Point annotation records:
+ + +
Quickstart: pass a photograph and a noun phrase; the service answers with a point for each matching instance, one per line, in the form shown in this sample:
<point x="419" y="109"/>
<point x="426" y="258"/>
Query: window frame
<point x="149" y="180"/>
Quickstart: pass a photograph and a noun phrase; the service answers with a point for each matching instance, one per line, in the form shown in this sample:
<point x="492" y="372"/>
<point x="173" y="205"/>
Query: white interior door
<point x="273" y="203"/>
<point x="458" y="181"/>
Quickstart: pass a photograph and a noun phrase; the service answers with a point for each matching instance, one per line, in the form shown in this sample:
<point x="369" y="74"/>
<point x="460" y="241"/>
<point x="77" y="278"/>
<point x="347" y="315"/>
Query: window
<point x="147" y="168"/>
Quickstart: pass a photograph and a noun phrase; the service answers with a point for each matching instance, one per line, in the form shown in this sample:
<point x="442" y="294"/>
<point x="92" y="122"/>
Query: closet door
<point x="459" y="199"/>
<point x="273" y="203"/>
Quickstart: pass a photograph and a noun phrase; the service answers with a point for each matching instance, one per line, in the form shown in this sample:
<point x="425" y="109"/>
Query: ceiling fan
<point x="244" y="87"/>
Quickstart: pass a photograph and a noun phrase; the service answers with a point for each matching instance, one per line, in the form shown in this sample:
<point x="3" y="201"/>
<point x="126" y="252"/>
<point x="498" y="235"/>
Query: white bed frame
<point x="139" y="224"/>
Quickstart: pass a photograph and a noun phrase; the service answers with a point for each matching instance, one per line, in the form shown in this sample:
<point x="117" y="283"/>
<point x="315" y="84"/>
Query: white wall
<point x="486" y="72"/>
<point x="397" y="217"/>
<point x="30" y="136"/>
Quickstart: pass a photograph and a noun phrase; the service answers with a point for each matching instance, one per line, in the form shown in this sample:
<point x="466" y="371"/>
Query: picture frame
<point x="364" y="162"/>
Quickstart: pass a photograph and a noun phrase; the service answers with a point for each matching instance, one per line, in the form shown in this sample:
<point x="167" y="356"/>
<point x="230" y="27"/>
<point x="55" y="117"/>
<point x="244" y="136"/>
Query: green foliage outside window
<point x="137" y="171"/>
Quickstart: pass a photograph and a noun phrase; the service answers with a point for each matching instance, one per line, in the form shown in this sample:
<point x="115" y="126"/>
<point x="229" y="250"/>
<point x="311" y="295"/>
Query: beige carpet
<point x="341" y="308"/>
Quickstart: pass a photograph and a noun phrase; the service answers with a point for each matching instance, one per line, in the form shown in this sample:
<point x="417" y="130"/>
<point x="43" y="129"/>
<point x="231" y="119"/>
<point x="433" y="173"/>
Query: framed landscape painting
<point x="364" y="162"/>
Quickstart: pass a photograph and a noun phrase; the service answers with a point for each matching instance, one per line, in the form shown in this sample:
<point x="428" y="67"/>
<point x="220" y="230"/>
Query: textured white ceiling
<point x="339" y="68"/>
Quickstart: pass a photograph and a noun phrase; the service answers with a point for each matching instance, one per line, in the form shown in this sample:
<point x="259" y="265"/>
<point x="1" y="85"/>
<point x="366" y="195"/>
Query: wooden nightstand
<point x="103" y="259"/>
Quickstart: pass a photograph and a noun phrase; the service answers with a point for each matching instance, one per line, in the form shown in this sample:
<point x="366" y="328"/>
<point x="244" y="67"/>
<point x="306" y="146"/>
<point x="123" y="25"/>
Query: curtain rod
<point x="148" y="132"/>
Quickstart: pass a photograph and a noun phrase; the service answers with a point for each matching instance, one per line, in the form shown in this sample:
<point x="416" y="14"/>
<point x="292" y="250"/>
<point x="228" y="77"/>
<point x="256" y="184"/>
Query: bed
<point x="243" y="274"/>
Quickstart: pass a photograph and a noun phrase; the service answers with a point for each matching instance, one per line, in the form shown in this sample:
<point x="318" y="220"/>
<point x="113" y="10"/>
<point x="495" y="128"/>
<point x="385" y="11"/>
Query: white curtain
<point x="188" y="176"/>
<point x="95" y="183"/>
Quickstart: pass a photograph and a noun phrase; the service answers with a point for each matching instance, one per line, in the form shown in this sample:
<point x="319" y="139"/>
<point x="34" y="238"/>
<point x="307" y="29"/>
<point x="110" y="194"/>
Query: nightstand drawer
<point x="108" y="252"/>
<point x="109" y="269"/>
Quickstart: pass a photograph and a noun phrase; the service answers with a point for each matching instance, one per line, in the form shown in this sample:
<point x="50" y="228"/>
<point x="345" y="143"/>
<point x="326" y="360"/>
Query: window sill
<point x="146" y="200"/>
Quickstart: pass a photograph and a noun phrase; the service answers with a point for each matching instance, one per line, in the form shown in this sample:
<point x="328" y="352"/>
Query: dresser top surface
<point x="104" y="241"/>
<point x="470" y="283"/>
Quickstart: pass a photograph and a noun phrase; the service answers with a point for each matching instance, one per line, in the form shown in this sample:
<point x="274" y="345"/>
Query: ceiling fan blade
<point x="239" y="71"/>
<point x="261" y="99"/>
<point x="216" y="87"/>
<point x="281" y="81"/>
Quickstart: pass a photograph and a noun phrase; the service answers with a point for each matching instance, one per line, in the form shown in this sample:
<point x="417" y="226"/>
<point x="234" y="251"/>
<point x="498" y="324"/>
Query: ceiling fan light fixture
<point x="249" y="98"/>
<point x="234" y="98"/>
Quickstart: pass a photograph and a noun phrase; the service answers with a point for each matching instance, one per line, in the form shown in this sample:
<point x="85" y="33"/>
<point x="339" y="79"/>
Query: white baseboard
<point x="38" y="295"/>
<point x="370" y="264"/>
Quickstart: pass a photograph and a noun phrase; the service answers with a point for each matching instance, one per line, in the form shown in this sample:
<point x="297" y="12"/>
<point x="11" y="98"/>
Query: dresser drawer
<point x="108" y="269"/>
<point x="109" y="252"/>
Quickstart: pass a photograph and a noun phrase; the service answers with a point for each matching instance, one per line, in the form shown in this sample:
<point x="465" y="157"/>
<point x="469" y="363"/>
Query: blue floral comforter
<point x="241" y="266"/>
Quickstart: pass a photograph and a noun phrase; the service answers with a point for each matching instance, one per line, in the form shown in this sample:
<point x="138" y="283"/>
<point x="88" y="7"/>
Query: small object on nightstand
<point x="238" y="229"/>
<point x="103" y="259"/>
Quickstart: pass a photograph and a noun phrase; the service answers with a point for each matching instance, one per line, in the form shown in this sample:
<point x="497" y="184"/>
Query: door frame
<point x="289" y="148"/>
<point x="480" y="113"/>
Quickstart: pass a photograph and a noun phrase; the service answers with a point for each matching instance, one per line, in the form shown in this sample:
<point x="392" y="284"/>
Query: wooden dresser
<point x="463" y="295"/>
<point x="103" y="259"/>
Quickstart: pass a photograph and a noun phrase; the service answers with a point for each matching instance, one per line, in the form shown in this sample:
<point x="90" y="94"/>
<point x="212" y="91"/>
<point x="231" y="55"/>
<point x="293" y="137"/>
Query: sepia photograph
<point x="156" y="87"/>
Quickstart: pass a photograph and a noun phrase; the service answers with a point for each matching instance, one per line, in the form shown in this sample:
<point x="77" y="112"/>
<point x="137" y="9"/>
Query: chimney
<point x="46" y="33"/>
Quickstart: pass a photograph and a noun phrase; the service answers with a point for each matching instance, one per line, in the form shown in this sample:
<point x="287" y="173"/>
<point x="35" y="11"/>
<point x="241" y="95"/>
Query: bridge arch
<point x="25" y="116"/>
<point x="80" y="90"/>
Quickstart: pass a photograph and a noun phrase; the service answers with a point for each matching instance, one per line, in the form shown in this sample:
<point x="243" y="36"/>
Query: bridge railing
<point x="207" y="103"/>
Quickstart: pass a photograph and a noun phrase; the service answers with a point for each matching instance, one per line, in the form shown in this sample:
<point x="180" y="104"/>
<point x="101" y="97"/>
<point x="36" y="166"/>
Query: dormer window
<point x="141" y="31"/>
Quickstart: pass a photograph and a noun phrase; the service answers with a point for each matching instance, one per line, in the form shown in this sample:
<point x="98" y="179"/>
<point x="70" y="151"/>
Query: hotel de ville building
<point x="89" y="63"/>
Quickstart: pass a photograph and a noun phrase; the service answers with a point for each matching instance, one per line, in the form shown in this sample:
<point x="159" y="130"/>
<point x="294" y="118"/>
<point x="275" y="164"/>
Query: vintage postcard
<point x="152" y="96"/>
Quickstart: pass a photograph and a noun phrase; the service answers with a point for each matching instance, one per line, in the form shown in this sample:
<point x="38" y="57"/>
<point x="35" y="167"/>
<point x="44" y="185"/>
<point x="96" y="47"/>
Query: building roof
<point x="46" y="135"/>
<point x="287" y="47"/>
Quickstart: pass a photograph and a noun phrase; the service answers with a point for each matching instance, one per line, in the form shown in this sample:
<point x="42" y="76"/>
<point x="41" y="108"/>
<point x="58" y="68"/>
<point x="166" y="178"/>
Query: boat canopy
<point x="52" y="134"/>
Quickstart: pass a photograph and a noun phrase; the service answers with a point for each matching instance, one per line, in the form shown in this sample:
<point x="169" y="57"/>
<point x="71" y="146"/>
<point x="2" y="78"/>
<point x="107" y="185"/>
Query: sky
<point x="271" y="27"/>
+ + +
(Challenge) Pick out every line in the records above that contains the word "white" and copy each one.

(Problem solution)
Query: white interior door
Query: white bed frame
Query: white wall
Query: textured white ceiling
Query: white curtain
Query: white baseboard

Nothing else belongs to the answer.